WHAT YOU SHOULD DO. Output every line of the records below as a JSON list of strings, one string per line, leaving out blank lines.

DATASET RECORDS.
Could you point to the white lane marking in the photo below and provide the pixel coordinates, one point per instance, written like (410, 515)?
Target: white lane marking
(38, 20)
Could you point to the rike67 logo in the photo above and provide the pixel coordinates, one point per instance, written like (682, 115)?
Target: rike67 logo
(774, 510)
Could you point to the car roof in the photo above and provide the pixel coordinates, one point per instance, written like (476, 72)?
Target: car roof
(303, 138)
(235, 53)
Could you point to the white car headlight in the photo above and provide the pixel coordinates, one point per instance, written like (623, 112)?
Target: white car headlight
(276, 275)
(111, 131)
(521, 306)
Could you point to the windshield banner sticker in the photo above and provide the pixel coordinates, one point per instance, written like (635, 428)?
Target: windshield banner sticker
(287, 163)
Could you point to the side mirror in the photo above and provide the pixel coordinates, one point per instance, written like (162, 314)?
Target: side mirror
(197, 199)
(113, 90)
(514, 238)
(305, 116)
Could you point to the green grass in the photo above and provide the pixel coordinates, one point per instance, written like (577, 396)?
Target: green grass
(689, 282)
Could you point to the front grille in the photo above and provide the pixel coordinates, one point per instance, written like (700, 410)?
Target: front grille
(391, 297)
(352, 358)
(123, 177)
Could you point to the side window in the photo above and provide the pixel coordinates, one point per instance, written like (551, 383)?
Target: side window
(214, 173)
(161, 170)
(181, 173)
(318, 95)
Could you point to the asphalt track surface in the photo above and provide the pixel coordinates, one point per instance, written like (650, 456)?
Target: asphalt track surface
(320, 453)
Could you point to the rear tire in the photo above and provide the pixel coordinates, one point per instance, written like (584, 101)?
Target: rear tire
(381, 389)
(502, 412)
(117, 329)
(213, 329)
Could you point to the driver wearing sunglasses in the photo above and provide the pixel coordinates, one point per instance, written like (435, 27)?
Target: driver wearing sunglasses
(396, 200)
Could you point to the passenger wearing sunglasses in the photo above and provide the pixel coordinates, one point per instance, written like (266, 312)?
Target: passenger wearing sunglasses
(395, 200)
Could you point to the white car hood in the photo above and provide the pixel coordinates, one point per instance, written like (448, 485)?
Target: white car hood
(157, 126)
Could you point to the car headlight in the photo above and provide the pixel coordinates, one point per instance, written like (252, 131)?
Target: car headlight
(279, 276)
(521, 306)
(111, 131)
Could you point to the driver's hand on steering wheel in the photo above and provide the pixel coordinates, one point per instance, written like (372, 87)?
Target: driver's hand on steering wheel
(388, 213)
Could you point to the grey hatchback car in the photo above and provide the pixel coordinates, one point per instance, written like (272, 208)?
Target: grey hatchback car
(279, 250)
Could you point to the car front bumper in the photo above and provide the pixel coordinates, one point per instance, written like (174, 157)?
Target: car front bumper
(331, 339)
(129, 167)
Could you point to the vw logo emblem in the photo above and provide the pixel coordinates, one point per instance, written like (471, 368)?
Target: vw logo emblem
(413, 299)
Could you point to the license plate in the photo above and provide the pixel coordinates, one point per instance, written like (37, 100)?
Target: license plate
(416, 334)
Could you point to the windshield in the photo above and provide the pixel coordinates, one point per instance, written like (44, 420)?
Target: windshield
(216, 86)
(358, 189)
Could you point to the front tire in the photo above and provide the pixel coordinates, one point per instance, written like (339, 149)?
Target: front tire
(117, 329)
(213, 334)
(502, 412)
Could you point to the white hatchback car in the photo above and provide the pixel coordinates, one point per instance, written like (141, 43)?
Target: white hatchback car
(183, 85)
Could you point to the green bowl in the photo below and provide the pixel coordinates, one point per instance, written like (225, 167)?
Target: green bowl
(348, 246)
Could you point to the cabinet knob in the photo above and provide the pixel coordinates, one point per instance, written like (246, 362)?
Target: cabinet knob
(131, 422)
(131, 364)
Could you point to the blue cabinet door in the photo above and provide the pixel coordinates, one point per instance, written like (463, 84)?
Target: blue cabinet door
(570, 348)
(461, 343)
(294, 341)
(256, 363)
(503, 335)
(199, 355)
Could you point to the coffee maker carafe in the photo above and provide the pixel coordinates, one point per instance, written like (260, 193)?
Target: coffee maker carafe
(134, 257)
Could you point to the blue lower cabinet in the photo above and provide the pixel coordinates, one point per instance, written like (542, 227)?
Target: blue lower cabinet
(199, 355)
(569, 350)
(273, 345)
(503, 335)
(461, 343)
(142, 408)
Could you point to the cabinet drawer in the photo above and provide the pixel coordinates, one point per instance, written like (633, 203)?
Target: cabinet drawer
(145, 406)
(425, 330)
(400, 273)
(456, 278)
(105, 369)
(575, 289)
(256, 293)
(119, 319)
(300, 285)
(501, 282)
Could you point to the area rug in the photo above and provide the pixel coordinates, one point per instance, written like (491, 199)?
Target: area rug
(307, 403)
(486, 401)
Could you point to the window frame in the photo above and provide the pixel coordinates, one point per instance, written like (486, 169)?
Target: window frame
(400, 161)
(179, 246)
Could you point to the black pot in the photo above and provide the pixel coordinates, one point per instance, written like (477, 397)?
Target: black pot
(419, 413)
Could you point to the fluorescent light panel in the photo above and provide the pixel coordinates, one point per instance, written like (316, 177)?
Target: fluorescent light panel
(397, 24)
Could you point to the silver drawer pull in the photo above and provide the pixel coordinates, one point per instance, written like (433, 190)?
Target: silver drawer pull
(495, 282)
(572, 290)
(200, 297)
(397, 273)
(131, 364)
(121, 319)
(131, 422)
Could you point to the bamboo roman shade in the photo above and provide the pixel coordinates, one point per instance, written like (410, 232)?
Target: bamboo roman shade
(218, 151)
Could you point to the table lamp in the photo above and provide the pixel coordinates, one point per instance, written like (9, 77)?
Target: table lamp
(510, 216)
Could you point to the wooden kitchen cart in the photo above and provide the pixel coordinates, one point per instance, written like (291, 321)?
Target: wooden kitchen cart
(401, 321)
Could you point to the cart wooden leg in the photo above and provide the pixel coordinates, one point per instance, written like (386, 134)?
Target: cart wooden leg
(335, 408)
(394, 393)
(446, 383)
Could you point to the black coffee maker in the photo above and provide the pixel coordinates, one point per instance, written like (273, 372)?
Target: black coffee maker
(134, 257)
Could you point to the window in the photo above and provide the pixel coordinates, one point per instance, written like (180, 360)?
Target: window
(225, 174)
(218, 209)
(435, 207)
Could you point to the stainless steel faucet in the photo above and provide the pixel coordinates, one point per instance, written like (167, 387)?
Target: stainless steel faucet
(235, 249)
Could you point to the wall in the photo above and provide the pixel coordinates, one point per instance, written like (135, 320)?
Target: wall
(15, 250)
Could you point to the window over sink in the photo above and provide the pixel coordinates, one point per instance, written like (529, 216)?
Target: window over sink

SOLUTION.
[
  "Could you point to the white lane marking in the photo below and provide the pixel coordinates, one point per instance, written like (410, 515)?",
  "Target: white lane marking",
  "(38, 20)",
  "Could you point to the rike67 logo in the photo above and provide the pixel coordinates, one point per instance, written like (682, 115)?",
  "Target: rike67 logo",
  "(774, 510)",
  "Could you point to the car roof in the photo above and provide the pixel coordinates, one point per instance, written like (476, 72)?",
  "Target: car roof",
  "(303, 138)",
  "(235, 53)",
  "Could you point to the white car headlight in the photo above and provide the pixel coordinates, one point per instance, written like (623, 112)?",
  "Target: white car headlight",
  "(276, 275)",
  "(111, 131)",
  "(521, 306)",
  "Could you point to the windshield banner sticker in the photo above and provide the pixel coordinates, one point per instance, written like (635, 428)?",
  "Target: windshield banner sticker",
  "(287, 163)",
  "Could you point to the side mirror in the photo above and provide the pixel coordinates, one point per instance, written like (162, 314)?",
  "Target: side mirror",
  "(197, 199)",
  "(113, 90)",
  "(514, 238)",
  "(305, 116)",
  "Could you point to the green grass in the photo above and provide the pixel coordinates, one point per instance, written like (577, 396)?",
  "Target: green grass",
  "(689, 282)",
  "Could you point to the front grille in the photo above and provide the pixel coordinates, one point per instance, written like (700, 410)?",
  "Target: front grille",
  "(391, 297)",
  "(352, 358)",
  "(123, 177)",
  "Could you point to the side window in the photo above and provide the pixel coordinates, one point per instance, written like (551, 383)?",
  "Target: side window",
  "(214, 173)",
  "(161, 170)",
  "(181, 173)",
  "(318, 95)",
  "Could you point to the asphalt track surface in the photo above and provide the pixel coordinates, one point per instance, written like (650, 456)?",
  "Target: asphalt track surface",
  "(320, 453)",
  "Could you point to the rear tire in the photo above and provide the pixel coordinates, one point per instance, written like (584, 101)?",
  "Target: rear tire",
  "(381, 389)",
  "(502, 412)",
  "(117, 329)",
  "(213, 329)",
  "Could you point to the driver wearing sunglasses in the photo above and provide the pixel coordinates, one point per instance, written like (435, 27)?",
  "Target: driver wearing sunglasses",
  "(396, 200)",
  "Could you point to the passenger wearing sunglasses in the photo above and provide the pixel coordinates, one point per instance, written like (266, 312)?",
  "Target: passenger wearing sunglasses",
  "(395, 200)",
  "Could you point to the white car hood in the photo above and provide the pixel coordinates, one point per instance, written like (448, 485)?",
  "Target: white car hood",
  "(157, 126)",
  "Could you point to the car headlight in the photo above and provide the pixel coordinates, one point per instance, written like (252, 131)?",
  "Target: car headlight",
  "(279, 276)",
  "(521, 306)",
  "(111, 131)",
  "Could you point to the driver's hand on steering wheel in the photo above and provide the pixel coordinates, one point per instance, written like (372, 87)?",
  "Target: driver's hand on steering wheel",
  "(388, 213)",
  "Could you point to the grey hatchback car in the photo above and provide the pixel coordinates, one point per instance, written like (272, 208)?",
  "Target: grey hatchback car",
  "(279, 250)",
  "Could you point to the car front bumper in the photo above and provide the pixel coordinates, one point per instance, written like (174, 157)?",
  "Target: car front bumper",
  "(331, 339)",
  "(129, 167)",
  "Could you point to the vw logo emblem in the photo above and provide the pixel coordinates, one point per instance, written like (471, 368)?",
  "Target: vw logo emblem",
  "(413, 299)",
  "Could you point to the license plate in the photo above and provide the pixel coordinates, one point per instance, written like (37, 100)?",
  "Target: license plate",
  "(416, 334)",
  "Could you point to the windshield in the photo above and provide the pixel coordinates, one point per instance, written like (44, 420)?",
  "Target: windshield",
  "(216, 86)",
  "(358, 189)",
  "Could you point to the front tire in the photo above and provide the pixel coordinates, one point per instance, written like (339, 149)?",
  "Target: front tire",
  "(117, 329)",
  "(213, 334)",
  "(502, 412)",
  "Could you point to the white hatchback car in the photo above and provide the pixel coordinates, one point per instance, written like (141, 43)?",
  "Target: white hatchback car",
  "(183, 85)",
  "Could you point to the green bowl in the photo below and provide the pixel coordinates, one point per instance, written like (225, 167)?",
  "Target: green bowl",
  "(348, 246)",
  "Could you point to the cabinet knob in the photo above and provide the pixel coordinates, one point per instance, written like (246, 362)?",
  "Target: cabinet knob",
  "(131, 422)",
  "(131, 364)",
  "Could you point to the blue cabinet door in the photo above and provide the pixel coordinates, one point per instance, written like (463, 84)?",
  "Target: blue cabinet door",
  "(570, 348)",
  "(461, 343)",
  "(294, 341)",
  "(256, 363)",
  "(503, 335)",
  "(199, 355)",
  "Could you point to the coffee maker carafe in the photo above and provide the pixel coordinates, one point per instance, written like (260, 193)?",
  "Target: coffee maker carafe",
  "(134, 257)",
  "Could you point to the blue lower cabinet in the photo above and provide the pixel coordinates, one point per instance, written like (542, 227)?",
  "Target: blue lower cabinet",
  "(199, 355)",
  "(569, 350)",
  "(273, 345)",
  "(503, 335)",
  "(461, 343)",
  "(142, 408)",
  "Could you point to the cabinet drawer in the photo above and provide the pixel coordinates, one point per instance, written like (633, 203)?",
  "Target: cabinet drawer",
  "(145, 406)",
  "(425, 330)",
  "(400, 273)",
  "(456, 278)",
  "(105, 369)",
  "(575, 289)",
  "(256, 293)",
  "(119, 319)",
  "(300, 285)",
  "(501, 282)",
  "Could you point to the area rug in the photo above and provide the pixel coordinates, one point per instance, written like (491, 199)?",
  "Target: area rug",
  "(307, 403)",
  "(486, 401)",
  "Could you point to the window frame in the photo above and provide the pixel coordinates, one point per instance, written like (486, 169)?",
  "Target: window frame",
  "(400, 161)",
  "(179, 246)",
  "Could you point to the black pot in the photo above and provide the pixel coordinates, one point per instance, written like (477, 397)?",
  "Target: black pot",
  "(419, 413)",
  "Could you point to the fluorescent light panel in the photo above and provide the pixel coordinates, one point per instance, written like (316, 177)?",
  "Target: fluorescent light panel",
  "(397, 24)",
  "Could you point to the silver drawer pull in the photo above and provide the pixel coordinates, one point per instance, written like (433, 190)?",
  "Target: silver drawer pull",
  "(495, 282)",
  "(572, 290)",
  "(200, 297)",
  "(397, 273)",
  "(131, 364)",
  "(121, 319)",
  "(131, 422)",
  "Could you point to the bamboo roman shade in the photo above and provide the pixel coordinates, one point per instance, written like (410, 232)?",
  "Target: bamboo roman shade",
  "(218, 151)",
  "Could you point to the table lamp in the photo above and provide the pixel coordinates, one point per instance, written like (9, 77)?",
  "Target: table lamp",
  "(510, 216)",
  "Could you point to the wooden kitchen cart in the photo above and provide the pixel coordinates, one point per instance, written like (291, 321)?",
  "Target: wooden kitchen cart",
  "(401, 321)",
  "Could you point to the cart wooden leg in the photo above and provide the pixel coordinates, one point per instance, written like (386, 134)?",
  "Target: cart wooden leg",
  "(335, 408)",
  "(394, 393)",
  "(446, 383)",
  "Could you point to the black coffee maker in the photo above and provide the pixel coordinates, one point per instance, written like (273, 372)?",
  "Target: black coffee maker",
  "(134, 257)",
  "Could you point to the window in the photo above and provide the pixel coordinates, one point per instance, written like (180, 360)?",
  "Target: window",
  "(225, 174)",
  "(218, 209)",
  "(435, 207)",
  "Could you point to the stainless steel faucet in the photo above and provide the pixel coordinates, one point per instance, written like (167, 387)?",
  "Target: stainless steel faucet",
  "(235, 249)",
  "Could you point to the wall in the photo above and provide the pixel coordinates, one point per instance, written like (135, 320)?",
  "Target: wall",
  "(15, 250)",
  "Could you point to the window over sink in the photo above and provide the pixel coordinates, one point per instance, written like (529, 216)?",
  "Target: window over sink"
]